§ **Instructions to follow**: Change the Q7 review below, starting with "I needn’t have" and going on through "Drive Select system).", so that "steel suspension" reads "coil suspension", and give that part of the text again.

I needn’t have worried. In fact, the steel suspension is so good that I’d hold off recommending anybody other than those with towing or true off-roading needs spend the roughly $4k it costs to upgrade to air (which gives you niceties like adjustable ride height in Audi’s Drive Select system).
The Q7 feels smaller the more you drive it, and though you’ve space for seven inside you could easily tell yourself it’s one of Audi’s larger Avant models. A fair part of that is how well it handles, belying its curb weight and – in Dynamic mode particularly – hustling around the bends with little in the way of body roll. I much prefer the steering feel in Dynamic mode too; set to Comfort it suffers Novocaine-levels of numbness.
One extra advantage to air suspension: that way, you get four-wheel steering. The Q7’s rear wheels can turn by up to 5-degrees, with the SUV’s brain deciding whether to match or mirror the front wheel angle depending on speed. The upshot is slightly tighter cornering as well as a much reduced turning circle.
Audi describes it as “supercharging on demand”
The nicely communicative V6 and Tiptronic transmission help, too. Audi describes the former as “supercharging on demand”, relying on an electronic clutch to keep the supercharger out of the equation for the benefit of both efficiency and noise until around 4,000 rpm. Once it kicks in, though, the Q7 surges forward, the gearbox whirring pretty much invisibly and seldom opting for the wrong ratio.

[Records of labeled points]

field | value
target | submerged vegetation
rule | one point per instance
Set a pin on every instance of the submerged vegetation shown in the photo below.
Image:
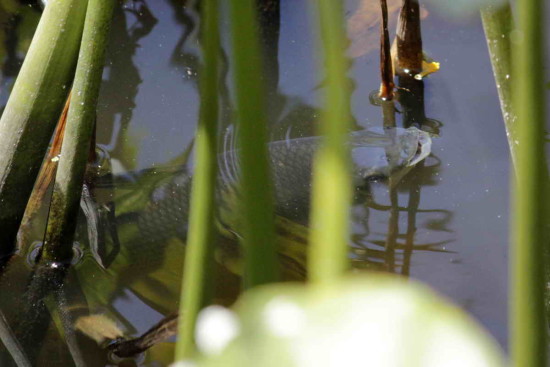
(234, 228)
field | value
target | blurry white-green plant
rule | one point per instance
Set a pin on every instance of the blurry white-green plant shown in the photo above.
(376, 320)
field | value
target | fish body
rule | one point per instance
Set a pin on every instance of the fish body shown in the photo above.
(375, 155)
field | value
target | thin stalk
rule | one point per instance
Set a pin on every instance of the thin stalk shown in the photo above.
(78, 133)
(34, 106)
(260, 264)
(498, 24)
(199, 253)
(408, 40)
(44, 179)
(332, 184)
(528, 326)
(386, 69)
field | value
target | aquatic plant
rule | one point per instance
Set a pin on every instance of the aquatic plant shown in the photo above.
(33, 108)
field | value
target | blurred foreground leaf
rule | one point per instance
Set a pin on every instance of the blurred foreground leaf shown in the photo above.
(377, 320)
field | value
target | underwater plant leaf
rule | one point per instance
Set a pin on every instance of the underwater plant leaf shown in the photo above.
(377, 320)
(363, 25)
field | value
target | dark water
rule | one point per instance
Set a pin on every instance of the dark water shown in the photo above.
(454, 238)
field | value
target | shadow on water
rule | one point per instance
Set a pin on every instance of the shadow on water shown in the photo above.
(76, 312)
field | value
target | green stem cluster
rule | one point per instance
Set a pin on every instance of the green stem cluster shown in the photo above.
(78, 132)
(33, 108)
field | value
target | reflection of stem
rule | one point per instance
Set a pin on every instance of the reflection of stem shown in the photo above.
(165, 329)
(11, 344)
(393, 230)
(412, 210)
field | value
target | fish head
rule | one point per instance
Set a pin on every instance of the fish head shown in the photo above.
(378, 155)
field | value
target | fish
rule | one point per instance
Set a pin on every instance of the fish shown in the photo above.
(376, 155)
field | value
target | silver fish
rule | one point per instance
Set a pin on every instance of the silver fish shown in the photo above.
(376, 155)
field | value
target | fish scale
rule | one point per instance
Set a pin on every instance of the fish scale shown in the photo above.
(375, 154)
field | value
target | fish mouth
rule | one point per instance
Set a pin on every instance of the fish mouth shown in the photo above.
(424, 148)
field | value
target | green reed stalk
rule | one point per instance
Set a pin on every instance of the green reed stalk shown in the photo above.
(528, 324)
(78, 132)
(498, 24)
(34, 106)
(332, 184)
(257, 209)
(199, 252)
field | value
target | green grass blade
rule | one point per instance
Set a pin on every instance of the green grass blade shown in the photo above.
(199, 252)
(34, 106)
(332, 185)
(78, 132)
(257, 209)
(528, 324)
(498, 24)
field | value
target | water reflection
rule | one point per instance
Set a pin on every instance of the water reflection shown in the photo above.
(132, 290)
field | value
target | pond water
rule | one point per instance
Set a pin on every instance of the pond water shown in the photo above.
(450, 214)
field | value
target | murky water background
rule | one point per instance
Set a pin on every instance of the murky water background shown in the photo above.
(147, 114)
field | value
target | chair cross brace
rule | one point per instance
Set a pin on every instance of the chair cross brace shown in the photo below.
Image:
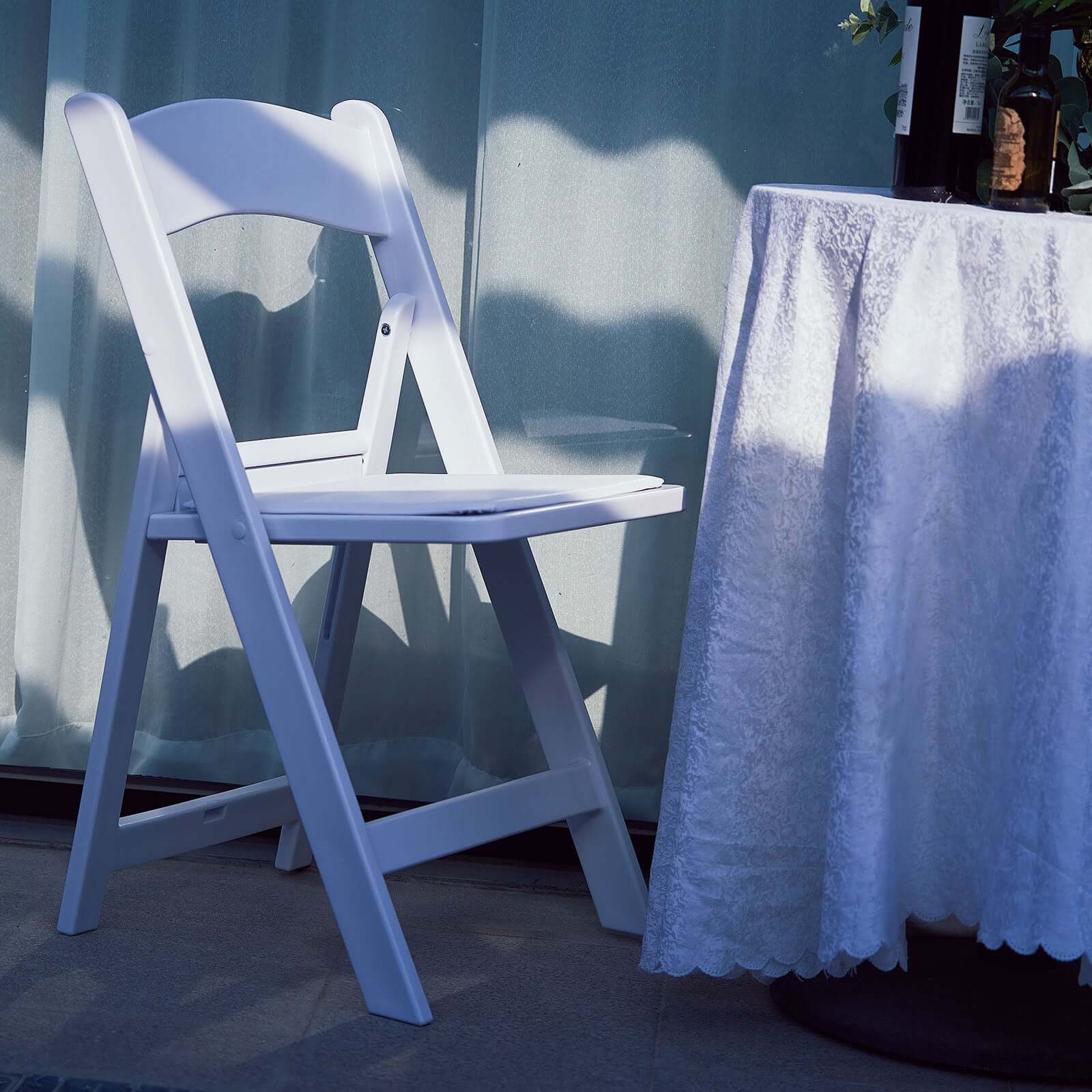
(400, 841)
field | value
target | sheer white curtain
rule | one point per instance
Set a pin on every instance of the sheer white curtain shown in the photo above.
(579, 171)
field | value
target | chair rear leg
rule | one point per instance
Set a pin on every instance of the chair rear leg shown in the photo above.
(565, 729)
(333, 655)
(320, 784)
(113, 737)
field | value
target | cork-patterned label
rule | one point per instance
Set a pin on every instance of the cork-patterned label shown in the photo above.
(1009, 154)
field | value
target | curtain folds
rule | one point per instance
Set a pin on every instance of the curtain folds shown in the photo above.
(579, 171)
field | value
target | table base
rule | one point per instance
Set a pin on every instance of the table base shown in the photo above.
(961, 1006)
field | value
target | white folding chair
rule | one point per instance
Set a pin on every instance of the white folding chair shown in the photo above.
(177, 167)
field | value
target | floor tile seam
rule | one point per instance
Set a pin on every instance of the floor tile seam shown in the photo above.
(657, 1039)
(336, 953)
(411, 928)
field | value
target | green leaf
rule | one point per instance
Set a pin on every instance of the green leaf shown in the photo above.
(1078, 173)
(983, 182)
(1074, 93)
(1072, 120)
(887, 20)
(891, 107)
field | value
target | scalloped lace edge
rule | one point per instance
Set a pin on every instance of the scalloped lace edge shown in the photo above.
(886, 956)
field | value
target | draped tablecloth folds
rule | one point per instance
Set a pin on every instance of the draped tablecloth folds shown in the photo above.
(885, 700)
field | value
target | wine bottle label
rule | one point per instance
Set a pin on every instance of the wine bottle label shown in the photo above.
(971, 82)
(1009, 154)
(911, 31)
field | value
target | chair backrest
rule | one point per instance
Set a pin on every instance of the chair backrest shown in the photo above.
(183, 164)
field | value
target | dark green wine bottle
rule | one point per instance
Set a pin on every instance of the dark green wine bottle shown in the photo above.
(1026, 134)
(942, 98)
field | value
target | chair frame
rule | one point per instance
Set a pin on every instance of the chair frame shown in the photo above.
(162, 173)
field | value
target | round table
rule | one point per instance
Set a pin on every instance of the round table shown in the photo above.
(885, 696)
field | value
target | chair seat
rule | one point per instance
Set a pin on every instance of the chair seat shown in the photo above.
(442, 508)
(448, 494)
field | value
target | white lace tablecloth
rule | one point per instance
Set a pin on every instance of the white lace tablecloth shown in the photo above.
(885, 702)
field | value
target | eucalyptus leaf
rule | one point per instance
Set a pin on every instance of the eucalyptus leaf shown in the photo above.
(1072, 119)
(1074, 93)
(1078, 173)
(983, 180)
(891, 107)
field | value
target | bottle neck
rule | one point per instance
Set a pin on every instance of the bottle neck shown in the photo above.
(1035, 52)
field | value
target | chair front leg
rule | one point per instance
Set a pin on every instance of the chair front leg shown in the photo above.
(333, 655)
(543, 667)
(112, 742)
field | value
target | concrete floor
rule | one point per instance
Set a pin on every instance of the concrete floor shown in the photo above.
(216, 972)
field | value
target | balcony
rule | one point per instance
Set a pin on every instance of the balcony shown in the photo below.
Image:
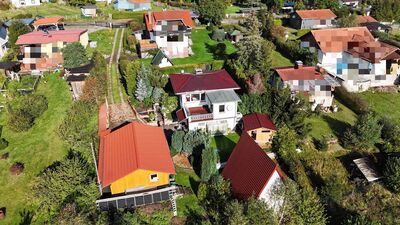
(199, 113)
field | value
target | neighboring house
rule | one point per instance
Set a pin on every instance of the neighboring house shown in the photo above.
(171, 31)
(353, 56)
(161, 60)
(132, 5)
(3, 39)
(41, 50)
(260, 127)
(49, 23)
(25, 3)
(208, 101)
(351, 3)
(313, 19)
(76, 78)
(308, 81)
(252, 173)
(89, 10)
(372, 24)
(133, 158)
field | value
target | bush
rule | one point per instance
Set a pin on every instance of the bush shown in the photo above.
(351, 100)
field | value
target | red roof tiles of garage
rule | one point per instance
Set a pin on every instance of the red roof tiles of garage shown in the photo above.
(216, 80)
(131, 147)
(249, 168)
(257, 120)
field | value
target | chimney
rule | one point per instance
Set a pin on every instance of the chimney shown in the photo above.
(298, 64)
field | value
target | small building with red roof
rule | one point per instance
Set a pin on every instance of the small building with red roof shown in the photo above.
(208, 100)
(313, 19)
(132, 158)
(171, 31)
(41, 50)
(309, 81)
(251, 172)
(260, 127)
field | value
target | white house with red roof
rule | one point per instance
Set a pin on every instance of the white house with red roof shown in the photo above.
(252, 173)
(313, 19)
(307, 80)
(355, 57)
(171, 31)
(41, 50)
(208, 100)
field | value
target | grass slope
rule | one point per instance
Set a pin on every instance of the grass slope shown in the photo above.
(385, 104)
(37, 148)
(202, 48)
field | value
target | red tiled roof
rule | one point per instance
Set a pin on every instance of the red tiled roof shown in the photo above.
(366, 19)
(39, 37)
(131, 147)
(151, 18)
(249, 168)
(48, 20)
(215, 80)
(257, 120)
(302, 73)
(316, 14)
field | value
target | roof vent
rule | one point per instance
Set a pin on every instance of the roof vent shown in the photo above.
(298, 64)
(198, 71)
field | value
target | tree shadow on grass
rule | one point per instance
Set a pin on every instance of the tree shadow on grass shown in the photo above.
(338, 127)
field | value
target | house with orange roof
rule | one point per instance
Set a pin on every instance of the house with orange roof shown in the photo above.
(132, 5)
(252, 173)
(133, 158)
(171, 31)
(313, 19)
(41, 50)
(306, 80)
(354, 57)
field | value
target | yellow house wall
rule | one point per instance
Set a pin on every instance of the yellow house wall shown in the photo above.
(137, 179)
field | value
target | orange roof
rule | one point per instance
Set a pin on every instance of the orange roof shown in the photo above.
(49, 20)
(357, 41)
(366, 19)
(151, 18)
(132, 147)
(316, 14)
(300, 73)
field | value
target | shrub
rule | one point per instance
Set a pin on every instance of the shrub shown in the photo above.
(351, 100)
(392, 173)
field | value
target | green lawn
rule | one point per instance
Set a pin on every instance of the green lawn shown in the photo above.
(331, 124)
(232, 9)
(278, 60)
(385, 104)
(37, 148)
(225, 145)
(203, 48)
(105, 39)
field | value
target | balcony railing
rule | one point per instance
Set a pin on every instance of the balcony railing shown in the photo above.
(208, 116)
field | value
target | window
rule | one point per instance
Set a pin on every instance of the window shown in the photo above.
(222, 108)
(153, 178)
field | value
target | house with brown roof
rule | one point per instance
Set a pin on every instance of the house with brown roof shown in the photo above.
(313, 19)
(41, 50)
(354, 57)
(171, 31)
(207, 101)
(132, 5)
(252, 173)
(308, 81)
(133, 158)
(260, 127)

§ **Solution below**:
I needn’t have worried. In fact, the coil suspension is so good that I’d hold off recommending anybody other than those with towing or true off-roading needs spend the roughly $4k it costs to upgrade to air (which gives you niceties like adjustable ride height in Audi’s Drive Select system).